BEGIN Passage shown

I have made a commitment to three things: finding time for Blue Space (beach, sky), Green Space (earth, woods), and the responses I have to poets & writers. I seek to discover the art of being.
A weird thing happened over the past few years. I began to feel my goals and direction would remain the same. I didn't see a need to expand much. I thought I was "done."
Then came Walking in This World by Julia Cameron, the follow-up program to The Artist's Way. One of the first things Julia has us do is discover that we have greater dimensions than we are allowing.
And I discovered she was right.
I wrote this last Saturday, and meant to post. But I've been sick for three weeks and just never got myself to it.
Today, however, it wouldn't let go. And I'm feeling back to myself. I credit seeing my awesome writing friends last night for putting me finally over the edge. I'm ready to participate in life again.
And I felt that I have to put this on my blog so I remember.
Drawing Myself to a Fuller Size.
I.
I am a fiction writer.
How long have I known this? Thousands of words have erupted and so much satisfaction in storytelling when I get it right. I have time and I have the space. I will write that novel.
II.
I can draw.
I just haven't practiced enough. I have just not opened myself to learning. A few fits and starts over the years, yes, I was able. So many years ago the delight of drawing was robbed from me.
I'm 62. It is time to claim it back.
III.

END Passage shown

Given instruction a » Could you turn the records into a Markdown table with the columns "Row" and "Line", starting with the line that contains "Reviewer note: confirm that every instance of the tabby" and going on through the last line of the records, leaving out blank lines?

BEGIN Material for this exercise

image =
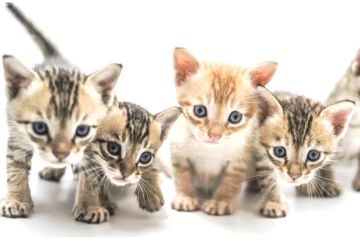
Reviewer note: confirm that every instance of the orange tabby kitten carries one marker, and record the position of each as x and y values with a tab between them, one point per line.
214	136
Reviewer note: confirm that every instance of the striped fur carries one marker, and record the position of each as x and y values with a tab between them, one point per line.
299	125
136	131
210	155
63	99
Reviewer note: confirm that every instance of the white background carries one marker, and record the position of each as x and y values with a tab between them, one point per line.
313	42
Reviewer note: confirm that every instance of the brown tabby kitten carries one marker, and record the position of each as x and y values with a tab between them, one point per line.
219	117
122	154
53	111
349	88
299	139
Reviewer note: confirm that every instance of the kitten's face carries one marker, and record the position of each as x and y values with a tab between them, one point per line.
127	141
58	110
218	100
300	136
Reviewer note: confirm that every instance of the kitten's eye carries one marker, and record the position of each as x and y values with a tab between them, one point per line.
235	117
145	157
40	128
114	148
280	152
313	155
200	111
82	130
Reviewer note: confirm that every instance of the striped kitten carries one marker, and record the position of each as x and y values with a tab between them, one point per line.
299	139
122	153
219	117
349	88
53	111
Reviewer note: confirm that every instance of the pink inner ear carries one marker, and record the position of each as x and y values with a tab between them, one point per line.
185	64
338	120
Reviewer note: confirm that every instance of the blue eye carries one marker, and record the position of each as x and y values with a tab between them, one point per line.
313	155
114	148
235	117
145	158
280	152
82	130
40	128
200	111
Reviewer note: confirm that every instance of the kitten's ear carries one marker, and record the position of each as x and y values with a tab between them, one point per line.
268	104
104	81
355	65
339	116
185	64
261	74
166	119
18	76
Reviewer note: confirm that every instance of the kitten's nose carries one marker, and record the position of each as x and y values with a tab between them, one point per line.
294	176
60	155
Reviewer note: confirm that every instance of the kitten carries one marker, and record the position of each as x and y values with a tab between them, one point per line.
299	139
53	111
122	153
213	138
349	88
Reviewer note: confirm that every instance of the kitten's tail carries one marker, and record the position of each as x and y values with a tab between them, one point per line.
47	48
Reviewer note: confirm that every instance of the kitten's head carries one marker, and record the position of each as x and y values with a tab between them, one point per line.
57	108
217	99
298	135
127	140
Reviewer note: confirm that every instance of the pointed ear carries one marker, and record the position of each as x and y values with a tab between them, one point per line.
268	104
18	76
261	73
104	81
339	116
166	119
185	64
355	65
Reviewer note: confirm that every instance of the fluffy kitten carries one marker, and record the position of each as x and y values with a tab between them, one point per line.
53	111
122	153
349	88
213	137
299	139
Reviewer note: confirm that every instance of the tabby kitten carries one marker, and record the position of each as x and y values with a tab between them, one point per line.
349	88
122	153
53	111
299	139
213	138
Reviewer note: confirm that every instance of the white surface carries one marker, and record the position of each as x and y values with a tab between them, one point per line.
313	42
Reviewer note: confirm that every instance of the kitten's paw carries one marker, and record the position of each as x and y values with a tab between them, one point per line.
13	208
111	207
215	207
91	215
51	174
273	210
356	183
150	202
185	203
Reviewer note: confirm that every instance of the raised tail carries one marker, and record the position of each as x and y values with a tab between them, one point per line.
47	48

END Material for this exercise

Given instruction b » Could you rewrite the blog post, starting with "I am a fiction" and going on through "I can draw.", with "fiction writer" changed to "poet"?

Written response a »
| Row | Line |
|---|---|
| 1 | Reviewer note: confirm that every instance of the tabby kitten carries one marker, and record the position of each as x and y values with a tab between them, one point per line. |
| 2 | 349	88 |
| 3 | 122	153 |
| 4 | 53	111 |
| 5 | 299	139 |
| 6 | 213	138 |
| 7 | Reviewer note: confirm that every instance of the white surface carries one marker, and record the position of each as x and y values with a tab between them, one point per line. |
| 8 | 313	42 |
| 9 | Reviewer note: confirm that every instance of the kitten's paw carries one marker, and record the position of each as x and y values with a tab between them, one point per line. |
| 10 | 13	208 |
| 11 | 111	207 |
| 12 | 215	207 |
| 13 | 91	215 |
| 14 | 51	174 |
| 15 | 273	210 |
| 16 | 356	183 |
| 17 | 150	202 |
| 18 | 185	203 |
| 19 | Reviewer note: confirm that every instance of the raised tail carries one marker, and record the position of each as x and y values with a tab between them, one point per line. |
| 20 | 47	48 |

Written response b »
I am a poet.
How long have I known this? Thousands of words have erupted and so much satisfaction in storytelling when I get it right. I have time and I have the space. I will write that novel.
II.
I can draw.